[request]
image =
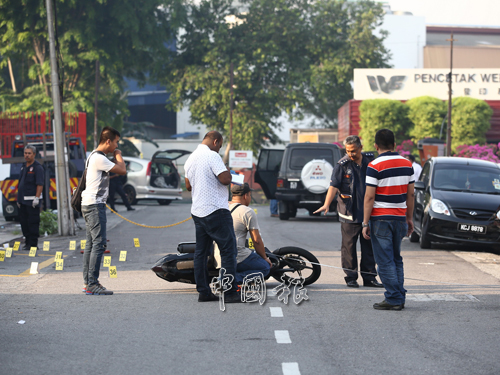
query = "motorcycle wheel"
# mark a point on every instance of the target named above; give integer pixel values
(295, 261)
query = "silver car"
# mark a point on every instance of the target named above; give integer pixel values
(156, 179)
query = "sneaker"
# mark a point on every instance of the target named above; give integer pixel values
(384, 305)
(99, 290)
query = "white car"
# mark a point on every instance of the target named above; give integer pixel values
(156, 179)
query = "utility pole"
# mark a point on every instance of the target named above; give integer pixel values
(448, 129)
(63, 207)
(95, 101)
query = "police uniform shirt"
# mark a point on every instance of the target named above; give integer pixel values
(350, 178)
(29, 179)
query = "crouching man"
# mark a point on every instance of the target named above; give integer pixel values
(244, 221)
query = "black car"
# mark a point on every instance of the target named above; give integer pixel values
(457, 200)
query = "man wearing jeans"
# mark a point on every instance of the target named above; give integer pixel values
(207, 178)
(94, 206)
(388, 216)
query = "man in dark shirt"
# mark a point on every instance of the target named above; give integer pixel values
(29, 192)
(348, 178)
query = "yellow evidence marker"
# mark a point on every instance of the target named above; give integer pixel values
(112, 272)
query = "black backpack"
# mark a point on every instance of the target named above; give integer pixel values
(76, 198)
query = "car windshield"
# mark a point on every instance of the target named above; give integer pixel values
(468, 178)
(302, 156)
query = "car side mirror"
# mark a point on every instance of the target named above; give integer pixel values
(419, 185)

────────

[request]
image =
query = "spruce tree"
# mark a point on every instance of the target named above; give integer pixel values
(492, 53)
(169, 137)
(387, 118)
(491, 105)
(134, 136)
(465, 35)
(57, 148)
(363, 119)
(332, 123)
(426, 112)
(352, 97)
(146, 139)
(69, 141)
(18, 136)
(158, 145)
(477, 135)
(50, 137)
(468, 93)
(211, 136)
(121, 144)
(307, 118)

────────

▶ **Given task**
Identify each line in the entries above that contains the word "black" and copy every such line.

▶ **Complete answer**
query = "black car"
query = "black backpack"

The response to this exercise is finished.